> _Excerpted text_:
****************************************
Rick Cleveland

CTE’s now at the forefront of my mind as 2017 football season nears

Former Mississippi State football standout Willie Daniel. Daniel was one of 111 former football players whose brains were recently donated to Boston University for a CTE study.
Former Mississippi State football standout Willie Daniel. Daniel was one of 111 former football players whose brains were recently donated to Boston University for a CTE study.

High school football hits full swing in the Magnolia State this weekend. College football Saturdays are two weeks away. The NFL season kicks off Thursday night, Sept. 7.

It’s here. And in this state that has produced the likes of Walter Payton, Jerry Rice, Brett Favre and so many more, football is a huge and integral part of our culture.

This will be my 52nd autumn writing about Mississippi football, and I must tell you that in recent years I have begun to watch the game differently. I still love the sport, particularly the passion of the players, coaches and fans. I love a perfectly thrown pass, a leaping catch, a running back who can cut and accelerate at the same time. I love to watch well-played defense, a group that pursues the football and tackles well in the open field.

I love the strategic decisions coaches must make, and, yeah, sometimes I love questioning said strategy. I love the unexpected, the upsets. I love a drive against the clock with the game on the line.

What I don’t love about football so much any more are the collisions, especially those that involve the head and helmet.

In recent years, we have learned more and more about the steep and wicked price aging football players pay for the collisions of yesteryear. One of my recent columns featured Willie Daniel, a former Mississippi State standout who played nine years of professional football with the Pittsburgh Steelers and Los Angeles Rams.

He died in 2015, no longer able to walk or talk or remember anything at all.

Willie Daniel was a fast, hard-hitting defensive back who made his living colliding with big, strong, fast men. Later in life, he had both knees replaced, both shoulders replaced and one hip replaced.

Problem was, you can’t replace a brain and Willie Daniel’s brain no longer worked.
****************************************
[Dataset excerpts]
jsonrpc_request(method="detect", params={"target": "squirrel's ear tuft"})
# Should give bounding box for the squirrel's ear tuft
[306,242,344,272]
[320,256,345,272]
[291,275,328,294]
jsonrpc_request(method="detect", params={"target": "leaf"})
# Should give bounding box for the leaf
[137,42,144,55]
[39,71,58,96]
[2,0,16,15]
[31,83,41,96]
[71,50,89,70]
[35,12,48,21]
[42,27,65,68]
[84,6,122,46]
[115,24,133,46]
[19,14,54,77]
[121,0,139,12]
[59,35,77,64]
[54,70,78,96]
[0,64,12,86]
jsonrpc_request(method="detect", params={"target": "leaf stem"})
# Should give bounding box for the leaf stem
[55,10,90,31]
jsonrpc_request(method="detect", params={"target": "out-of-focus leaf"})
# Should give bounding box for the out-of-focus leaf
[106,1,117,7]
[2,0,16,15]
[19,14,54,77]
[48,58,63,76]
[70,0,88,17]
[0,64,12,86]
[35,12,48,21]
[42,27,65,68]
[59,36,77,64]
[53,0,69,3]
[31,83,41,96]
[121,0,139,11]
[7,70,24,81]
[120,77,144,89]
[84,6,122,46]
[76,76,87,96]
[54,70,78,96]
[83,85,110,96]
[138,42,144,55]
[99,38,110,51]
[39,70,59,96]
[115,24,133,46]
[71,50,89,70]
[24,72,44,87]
****************************************
> _What this exercise asks_:
a) Answer these questions about the column on CTE and football:
(i) On what date does the NFL season kick off?
(ii) For how many years did Willie Daniel play professional football, and with which teams?
(iii) Which of his joints did Daniel have replaced later in life?
b) Proceed with the column on CTE and football, picking up after its last sentence.
These items come from a separate source.

> _Answer section_:
a)
(i) Thursday night, Sept. 7.
(ii) Nine years, with the Pittsburgh Steelers and Los Angeles Rams.
(iii) Both knees, both shoulders and one hip.

b)
Ruth Daniel, his wife, donated his brain and part of his spine to Boston University for a study of former NFL players’ brains. The CTE (chronic traumatic encephalopathy) Center there examined the brains of 111 former NFL players. Of those 111, 110 showed significant evidence of CTE, a disease caused by repeated blows to the head that results in a myriad problems, including memory loss, confusion, depression and dementia. Those disorders often arise years after the blows to the head have ceased.

Daniel was one of three Mississippians who were part of that study.

Bobby Crespino and Doug Cunningham were the others. All three were successful in their post-football careers. All were intelligent men. All began to suffer memory problems and all the other classic signs of CTE later in life. All had stage 4 (the worst) CTE when they died.

Said Ruth Daniel of her husband: “He was a funny, fun-loving man before the problems started. He was a great guy, so full of life. Everybody loved Willie. It was just so, so sad to see him deteriorate like that.”

The endings were much the same for Cunningham and Crespino, two men I considered good friends.

Their declines were so difficult to watch.

Years ago, I would listen and laugh as Cunningham told stories about running into the likes of feared linebackers Willie Lanier and Dick Butkus.

“I ran into Willie Lanier on Sunday and the next thing I knew it was Thursday,” Doug said. Of Butkus, he said, “Dick Butkus used to hit me so hard I thought he was going to hurt himself.”

Those stories don’t seem nearly so funny any more.

Crespino once told me of a game in 1965 when he played for the New York Giants against his former team the Cleveland Browns in Cleveland. Crespino, a wide receiver, ran a crossing pattern and just as the ball arrived, so did Vince Costello, the Browns bruising linebacker. Costello hurled himself at Crespino, hitting him, helmet to helmet. It was a violent, full-speed collision that knocked Crespino out. He remembers nothing of the flight back to New York. He spent the night in a New York hospital. He played the next week.

Such a hit these days, helmet to helmet, would result in a 15-yard penalty and Costello would be removed from the game, fined and possibly suspended. Back then, he was praised for a good hit. Today, Crespino would go through a concussion protocol, which almost certainly would not allow him to play the following week.

This is progress, but football needs more. The penalties for helmet-to-helmet hits need to be stiffened, and players need to be educated better on the inherent dangers of such blows.

This needs to happen at every level of the sport. Sadly, it could happen immediately and still not be soon enough.